■ Given instruction ■
Condense the paragraph beginning "Amwano started his parliamentary career" in the profile of Aloysius Amwano below into a brief list of its main facts.
— START Excerpt to read —
Member of the Nauruan Parliament for Ubenide
- In office 21 February 1998 – 6 November 2001
- Preceded by: Lagumot Harris
- Succeeded by: himself
- In office 18 December 2001 – 5 May 2003
- Preceded by: himself
- Succeeded by: Fabian Ribauw
- In office 26 April 2008 – 8 June 2013
- Preceded by: Fabian Ribauw
- Succeeded by: Ranin Akua

Speaker of the Parliament of Nauru
- In office 29 March 2001 – 30 March 2001
- Preceded by: Ludwig Scotty
- Succeeded by: Ludwig Scotty
- In office 2 July 2010 – July 2010
- Preceded by: Dominic Tabuna
- Succeeded by: Landon Deireragea

Personal details
- Born: 21 June 1955 (age 70) Nauru
- Spouse: Romina En-Kor Shine Amwano
- Children: Rebecca Amwano, Caruso Amwano, Oprey Amwano, Alina Amwano, Ursula Amwano, Alvin Amwano, Damien-Prem Amwano, Lawrence Amwano
- Occupation: Australian High Commission Project Manager

= Aloysius Amwano =

Nauruan politician

Aloysius Arabao Iyomogo Edrick Amwano (also called Ali Amwano; born 21 June 1955) is a Nauruan politician.

==Successive reversals of electoral fortune==

Amwano started his parliamentary career in 1998, when he won a vacated seat in a by-election for the Ubenide Constituency following the resignation of former president Lagumot Harris.
— END Excerpt to read —
— START Source excerpt —
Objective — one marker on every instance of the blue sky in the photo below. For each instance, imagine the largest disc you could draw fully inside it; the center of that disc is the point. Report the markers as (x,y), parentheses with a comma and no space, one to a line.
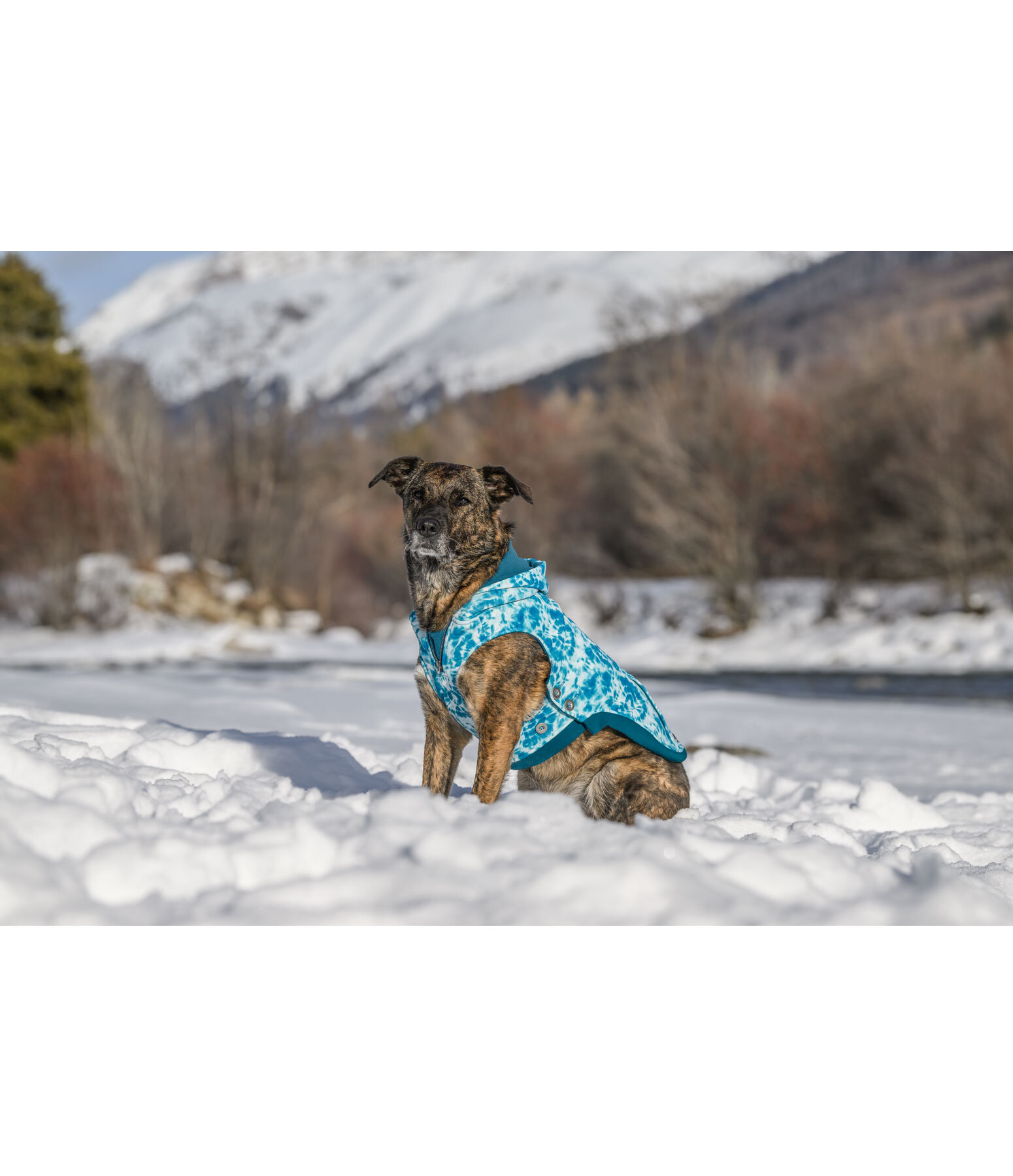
(82,280)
— END Source excerpt —
■ Exercise result ■
- Amwano's parliamentary career began in 1998.
- He won a vacated seat in a by-election.
- The seat was in the Ubenide Constituency.
- The vacancy followed the resignation of former president Lagumot Harris.